***** Provided records *****

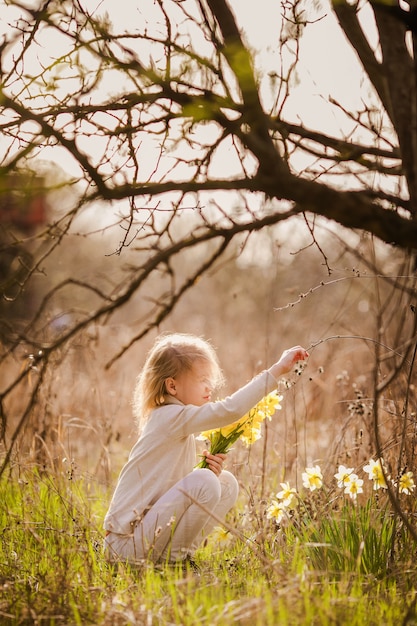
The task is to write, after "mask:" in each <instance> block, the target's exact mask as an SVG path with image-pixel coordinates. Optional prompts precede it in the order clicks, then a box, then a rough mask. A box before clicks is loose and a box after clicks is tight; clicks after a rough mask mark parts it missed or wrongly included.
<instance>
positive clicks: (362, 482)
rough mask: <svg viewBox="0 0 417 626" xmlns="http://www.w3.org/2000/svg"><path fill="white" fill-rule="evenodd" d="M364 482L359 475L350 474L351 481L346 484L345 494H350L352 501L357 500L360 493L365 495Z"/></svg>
mask: <svg viewBox="0 0 417 626" xmlns="http://www.w3.org/2000/svg"><path fill="white" fill-rule="evenodd" d="M362 485H363V480H362V478H359V477H358V475H357V474H349V480H347V481H346V482H345V483H344V486H345V490H344V493H346V494H348V495H349V496H350V497H351V498H352V500H356V498H357V495H358V493H363V489H362Z"/></svg>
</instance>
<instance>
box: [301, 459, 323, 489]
mask: <svg viewBox="0 0 417 626" xmlns="http://www.w3.org/2000/svg"><path fill="white" fill-rule="evenodd" d="M301 477H302V479H303V486H304V487H305V488H306V489H309V490H310V491H314V490H315V489H320V488H321V487H322V486H323V474H322V473H321V469H320V466H319V465H315V466H314V467H306V470H305V472H303V473H302V475H301Z"/></svg>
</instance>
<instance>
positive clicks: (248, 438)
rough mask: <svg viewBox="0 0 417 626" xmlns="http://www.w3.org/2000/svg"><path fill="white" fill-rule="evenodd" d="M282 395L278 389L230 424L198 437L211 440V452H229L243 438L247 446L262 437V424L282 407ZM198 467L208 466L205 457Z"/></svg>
mask: <svg viewBox="0 0 417 626" xmlns="http://www.w3.org/2000/svg"><path fill="white" fill-rule="evenodd" d="M281 400H282V396H281V395H279V394H278V392H277V391H273V392H272V393H270V394H268V395H267V396H266V397H265V398H263V400H261V401H260V402H258V404H257V405H256V406H255V407H254V408H253V409H251V410H250V411H249V413H246V415H244V416H243V417H241V418H240V419H239V420H237V421H236V422H233V424H230V425H229V426H222V427H221V428H216V429H215V430H207V431H205V432H203V433H201V434H200V435H199V437H197V438H198V439H202V440H204V441H207V440H208V441H209V442H210V454H219V453H225V452H228V451H229V449H230V446H232V445H233V444H234V443H235V441H237V440H238V439H241V440H242V441H243V443H244V444H245V445H246V446H250V445H251V444H252V443H254V442H255V441H257V440H258V439H260V438H261V436H262V434H261V424H262V422H263V421H264V420H265V419H269V420H270V419H271V417H272V415H273V414H274V413H275V411H278V410H280V409H281ZM197 467H208V464H207V460H206V458H205V457H204V458H203V459H202V460H201V461H200V463H199V464H198V465H197Z"/></svg>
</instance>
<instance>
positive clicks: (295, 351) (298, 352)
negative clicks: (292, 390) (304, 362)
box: [269, 346, 309, 378]
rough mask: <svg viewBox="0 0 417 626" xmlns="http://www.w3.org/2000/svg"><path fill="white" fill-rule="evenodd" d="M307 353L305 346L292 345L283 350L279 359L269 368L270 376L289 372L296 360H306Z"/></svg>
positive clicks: (283, 373)
mask: <svg viewBox="0 0 417 626" xmlns="http://www.w3.org/2000/svg"><path fill="white" fill-rule="evenodd" d="M308 357H309V354H308V352H307V350H306V349H305V348H302V347H301V346H294V347H293V348H289V349H288V350H284V352H283V353H282V355H281V357H280V358H279V360H278V361H277V362H276V363H274V365H272V367H270V368H269V371H270V372H271V374H272V376H274V377H275V378H279V376H282V374H287V373H288V372H290V371H291V370H292V369H293V367H294V365H295V364H296V363H297V362H298V361H306V360H307V359H308Z"/></svg>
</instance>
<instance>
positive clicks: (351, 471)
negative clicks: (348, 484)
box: [334, 465, 353, 489]
mask: <svg viewBox="0 0 417 626" xmlns="http://www.w3.org/2000/svg"><path fill="white" fill-rule="evenodd" d="M352 474H353V467H346V466H345V465H339V469H338V470H337V473H336V474H335V475H334V477H335V478H336V480H337V486H338V487H339V488H340V489H343V487H346V485H347V484H349V482H350V477H351V475H352Z"/></svg>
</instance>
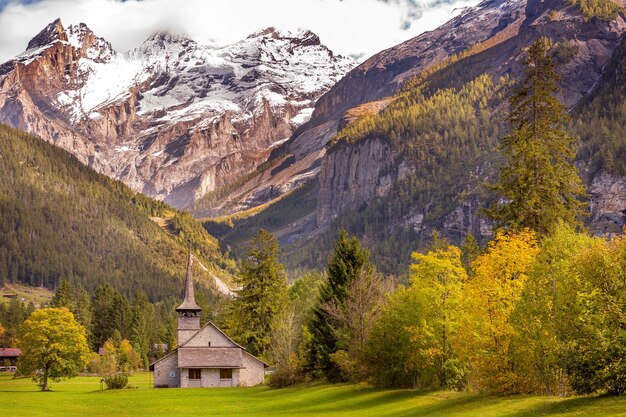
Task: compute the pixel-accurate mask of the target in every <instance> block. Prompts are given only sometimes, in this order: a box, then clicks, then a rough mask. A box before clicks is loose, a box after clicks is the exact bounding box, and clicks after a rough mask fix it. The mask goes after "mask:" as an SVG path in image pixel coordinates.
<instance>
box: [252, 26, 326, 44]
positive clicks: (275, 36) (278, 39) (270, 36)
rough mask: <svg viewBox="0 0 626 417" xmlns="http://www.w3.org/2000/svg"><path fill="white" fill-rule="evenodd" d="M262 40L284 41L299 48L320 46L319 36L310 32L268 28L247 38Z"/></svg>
mask: <svg viewBox="0 0 626 417" xmlns="http://www.w3.org/2000/svg"><path fill="white" fill-rule="evenodd" d="M256 38H262V39H265V40H269V39H274V40H286V41H290V42H293V43H295V44H298V45H300V46H313V45H321V41H320V38H319V36H317V35H316V34H315V33H313V32H311V31H310V30H306V29H300V30H298V31H296V32H292V31H286V30H281V29H277V28H275V27H273V26H270V27H268V28H265V29H261V30H258V31H256V32H254V33H252V34H251V35H249V36H248V39H256Z"/></svg>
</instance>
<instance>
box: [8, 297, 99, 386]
mask: <svg viewBox="0 0 626 417" xmlns="http://www.w3.org/2000/svg"><path fill="white" fill-rule="evenodd" d="M18 346H19V348H20V349H21V350H22V354H21V356H20V359H19V362H18V366H19V370H20V372H22V373H23V374H26V375H31V376H32V379H33V380H34V381H35V382H37V384H38V385H39V387H40V388H41V390H42V391H48V389H49V388H48V379H52V380H53V381H55V382H57V381H60V380H61V379H63V378H72V377H74V376H76V375H78V373H79V372H80V371H82V370H83V369H84V367H85V365H86V364H87V362H88V361H89V347H88V345H87V335H86V332H85V328H84V327H83V326H81V325H80V324H79V323H78V322H77V321H76V320H75V319H74V315H73V314H72V313H71V312H70V311H69V310H68V309H66V308H44V309H41V310H37V311H35V312H33V313H32V314H31V315H30V317H29V318H28V319H27V320H26V321H25V322H24V324H23V325H22V326H21V328H20V339H19V341H18Z"/></svg>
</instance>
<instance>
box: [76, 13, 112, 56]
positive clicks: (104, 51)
mask: <svg viewBox="0 0 626 417" xmlns="http://www.w3.org/2000/svg"><path fill="white" fill-rule="evenodd" d="M65 33H66V34H67V40H68V42H69V43H70V45H72V46H73V47H74V48H76V50H77V51H78V52H79V55H80V56H82V57H85V58H88V59H91V60H92V61H95V62H105V61H107V60H109V59H110V58H111V57H112V56H113V55H115V51H114V50H113V48H112V47H111V44H110V43H109V42H107V41H106V40H105V39H103V38H100V37H98V36H96V35H95V34H94V33H93V31H92V30H91V29H89V27H87V25H86V24H84V23H80V24H78V25H71V26H69V27H68V28H67V29H66V31H65Z"/></svg>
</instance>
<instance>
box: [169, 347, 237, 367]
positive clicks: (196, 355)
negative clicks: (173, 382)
mask: <svg viewBox="0 0 626 417" xmlns="http://www.w3.org/2000/svg"><path fill="white" fill-rule="evenodd" d="M242 352H243V350H242V349H241V348H238V347H234V348H228V347H206V346H204V347H179V348H178V367H179V368H241V367H242V366H243V355H242Z"/></svg>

*****

_Directive:_ Give all the records again with every "positive clicks" switched to "foreground clicks" and nothing else changed, leaving out the pictures.

_The answer:_
The task is to write, after "mask:" in each <instance> block, the target's exact mask as an SVG path with image-pixel coordinates. Optional prompts precede it in the order clicks, then a box, then a rough mask. A box before clicks is loose and a box after clicks is tight; clicks after a rough mask mark parts it missed or wrongly included.
<instance>
foreground clicks: (362, 482)
rough mask: <svg viewBox="0 0 417 626" xmlns="http://www.w3.org/2000/svg"><path fill="white" fill-rule="evenodd" d="M364 482L359 475L350 474L351 481L346 484L345 494H350L352 501L357 500L360 493L365 495Z"/></svg>
mask: <svg viewBox="0 0 417 626" xmlns="http://www.w3.org/2000/svg"><path fill="white" fill-rule="evenodd" d="M362 485H363V480H362V478H359V477H358V475H357V474H349V480H347V481H346V482H345V483H344V486H345V490H344V493H346V494H348V495H349V496H350V497H351V498H352V500H356V498H357V495H358V493H363V489H362Z"/></svg>
</instance>
<instance>
box: [301, 459, 323, 489]
mask: <svg viewBox="0 0 417 626" xmlns="http://www.w3.org/2000/svg"><path fill="white" fill-rule="evenodd" d="M301 477H302V479H303V486H304V487H305V488H306V489H309V490H310V491H314V490H315V489H320V488H321V487H322V486H323V474H322V473H321V469H320V466H319V465H315V466H314V467H306V470H305V472H303V473H302V475H301Z"/></svg>
</instance>
<instance>
foreground clicks: (248, 438)
rough mask: <svg viewBox="0 0 417 626" xmlns="http://www.w3.org/2000/svg"><path fill="white" fill-rule="evenodd" d="M282 395L278 389L230 424L198 437L211 440V452H229L243 438L247 446L262 437V424L282 407ZM198 467L208 466L205 457Z"/></svg>
mask: <svg viewBox="0 0 417 626" xmlns="http://www.w3.org/2000/svg"><path fill="white" fill-rule="evenodd" d="M281 400H282V396H281V395H279V394H278V392H277V391H273V392H272V393H270V394H268V395H267V396H266V397H265V398H263V400H261V401H260V402H258V404H257V405H256V406H255V407H254V408H253V409H251V410H250V411H249V413H246V415H244V416H243V417H241V418H240V419H239V420H237V421H236V422H233V424H230V425H229V426H222V427H221V428H216V429H215V430H207V431H205V432H203V433H201V434H200V435H199V437H197V438H198V439H202V440H204V441H207V440H208V441H209V442H210V454H219V453H225V452H228V451H229V449H230V446H232V445H233V444H234V443H235V441H237V440H238V439H241V440H242V441H243V443H244V444H245V445H246V446H250V445H251V444H252V443H254V442H255V441H257V440H258V439H260V438H261V436H262V434H261V424H262V422H263V421H264V420H265V419H269V420H270V419H271V417H272V415H273V414H274V413H275V411H278V410H280V409H281ZM197 467H208V464H207V460H206V458H205V457H204V458H203V459H202V460H201V461H200V463H199V464H198V465H197Z"/></svg>
</instance>
<instance>
foreground clicks: (295, 351) (298, 352)
negative clicks: (292, 390) (304, 362)
box: [269, 346, 309, 378]
rough mask: <svg viewBox="0 0 417 626" xmlns="http://www.w3.org/2000/svg"><path fill="white" fill-rule="evenodd" d="M307 353L305 346L292 345L283 350L279 359L269 368L270 376L289 372L296 360H306Z"/></svg>
foreground clicks: (283, 373)
mask: <svg viewBox="0 0 417 626" xmlns="http://www.w3.org/2000/svg"><path fill="white" fill-rule="evenodd" d="M308 357H309V354H308V352H307V350H306V349H305V348H302V347H301V346H294V347H293V348H289V349H288V350H284V352H283V353H282V355H281V357H280V358H279V360H278V361H277V362H276V363H274V365H272V367H270V368H269V371H270V372H271V374H272V376H274V377H275V378H279V376H282V374H287V373H288V372H290V371H291V370H292V369H293V367H294V365H295V364H296V363H297V362H298V361H306V360H307V359H308Z"/></svg>
</instance>
<instance>
foreground clicks: (351, 471)
negative clicks: (348, 484)
box: [334, 465, 353, 489]
mask: <svg viewBox="0 0 417 626" xmlns="http://www.w3.org/2000/svg"><path fill="white" fill-rule="evenodd" d="M352 474H353V467H346V466H345V465H339V469H338V470H337V473H336V474H335V475H334V477H335V478H336V480H337V486H338V487H339V488H340V489H343V487H346V485H347V484H349V482H350V477H351V475H352Z"/></svg>
</instance>
Task: compute the pixel-accurate mask of the target in every <instance> block. Prompts are given only sometimes, in this order: a box, then clicks, then a rough mask. A box before clicks is loose, a box after clicks is the exact bounding box, and clicks after a rough mask fix it. The mask goes after "mask:" as an SVG path in image pixel coordinates.
<instance>
box: [252, 26, 326, 44]
foreground clicks: (275, 36) (278, 39) (270, 36)
rough mask: <svg viewBox="0 0 626 417" xmlns="http://www.w3.org/2000/svg"><path fill="white" fill-rule="evenodd" d="M262 40L284 41L299 48L320 46L319 36L310 32L268 28L247 38Z"/></svg>
mask: <svg viewBox="0 0 626 417" xmlns="http://www.w3.org/2000/svg"><path fill="white" fill-rule="evenodd" d="M256 38H262V39H265V40H269V39H274V40H286V41H290V42H293V43H295V44H298V45H300V46H313V45H321V41H320V38H319V36H317V35H316V34H315V33H313V32H311V31H310V30H306V29H300V30H298V31H296V32H292V31H286V30H281V29H277V28H275V27H273V26H270V27H268V28H265V29H261V30H258V31H256V32H254V33H252V34H251V35H249V36H248V39H256Z"/></svg>
</instance>
<instance>
box: [8, 297, 99, 386]
mask: <svg viewBox="0 0 626 417" xmlns="http://www.w3.org/2000/svg"><path fill="white" fill-rule="evenodd" d="M18 346H19V348H20V349H21V350H22V354H21V356H20V359H19V362H18V366H19V370H20V372H22V373H23V374H26V375H31V376H32V379H33V380H34V381H35V382H37V384H38V385H39V387H40V388H41V390H42V391H48V389H49V388H48V379H52V380H53V381H55V382H57V381H60V380H61V379H63V378H72V377H74V376H76V375H78V373H79V372H80V371H82V370H83V369H84V367H85V365H86V364H87V362H88V361H89V347H88V345H87V335H86V332H85V328H84V327H83V326H81V325H80V324H79V323H78V322H77V321H76V320H75V319H74V315H73V314H72V313H71V312H70V311H69V310H68V309H66V308H44V309H41V310H37V311H35V312H33V313H32V314H31V315H30V317H29V318H28V319H27V320H26V321H25V322H24V324H23V325H22V326H21V328H20V339H19V341H18Z"/></svg>
</instance>
<instance>
box: [76, 13, 112, 56]
foreground clicks: (104, 51)
mask: <svg viewBox="0 0 626 417" xmlns="http://www.w3.org/2000/svg"><path fill="white" fill-rule="evenodd" d="M65 33H66V34H67V40H68V42H69V43H70V45H72V46H73V47H74V48H76V50H77V51H78V52H79V55H80V56H82V57H85V58H88V59H91V60H92V61H95V62H105V61H107V60H109V59H110V58H111V57H112V56H113V55H115V51H114V50H113V48H112V47H111V44H110V43H109V42H107V41H106V40H105V39H103V38H100V37H98V36H96V35H95V34H94V33H93V31H92V30H91V29H89V27H87V25H86V24H84V23H80V24H78V25H71V26H69V27H68V28H67V29H66V31H65Z"/></svg>
</instance>
<instance>
box: [169, 347, 237, 367]
foreground clicks: (196, 355)
negative clicks: (173, 382)
mask: <svg viewBox="0 0 626 417" xmlns="http://www.w3.org/2000/svg"><path fill="white" fill-rule="evenodd" d="M242 352H243V350H242V349H241V348H238V347H234V348H228V347H206V346H204V347H179V348H178V367H179V368H241V367H242V366H243V355H242Z"/></svg>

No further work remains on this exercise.